-- Work instruction 1 --
List the sources of build artifacts that the build system in the first workflow of the vertical integration text is said to share or cache.
-- Work instruction 2 --
In the vertical integration text, rewrite the passage from "#What is vertical" to "languages) to explore.", substituting "continuous integration" for "CI".

== Study text

Vertical Integration is the Only Thing That Matters
On the subject of developer tooling, or perhaps computer programs more broadly, I have become increasingly convinced that vertical integration is the only thing that matters. I also think that the inability of developer productivity startups to vertically integrate their offerings has hindered their adoption and utility. I’d like to talk about what I mean by “vertical integration” and why we don’t have it today.
#What is vertical integration?
When I say “vertical integration”, I am referring to tight integration between different tools in a stack.
Here are some workflows that are possible with a vertically-integrated stack:
-
You create a new branch and build the project you’re working on. You haven’t made any changes yet, so the build finishes in under a second because your build system shares artifacts with builds from CI and deploys. This build system also caches artifacts from builds you initiate locally, so a coworker who checks out your branch (also a single click from the PR) will be able to run your code immediately.
-
A test fails in CI. You click a button to open the failing test in your editor, which gives you an interactive call-stack (potentially spanning multiple binaries and programming languages) to explore.

====
== Provided data

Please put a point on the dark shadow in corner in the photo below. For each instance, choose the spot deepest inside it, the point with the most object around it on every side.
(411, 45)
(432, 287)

====
== Provided data

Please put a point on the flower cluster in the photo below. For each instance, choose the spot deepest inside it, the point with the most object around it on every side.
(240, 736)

====

-- Task answer 1 --
- builds from CI
- deploys
- builds you initiate locally

-- Task answer 2 --
#What is vertical integration?
When I say “vertical integration”, I am referring to tight integration between different tools in a stack.
Here are some workflows that are possible with a vertically-integrated stack:
-
You create a new branch and build the project you’re working on. You haven’t made any changes yet, so the build finishes in under a second because your build system shares artifacts with builds from continuous integration and deploys. This build system also caches artifacts from builds you initiate locally, so a coworker who checks out your branch (also a single click from the PR) will be able to run your code immediately.
-
A test fails in continuous integration. You click a button to open the failing test in your editor, which gives you an interactive call-stack (potentially spanning multiple binaries and programming languages) to explore.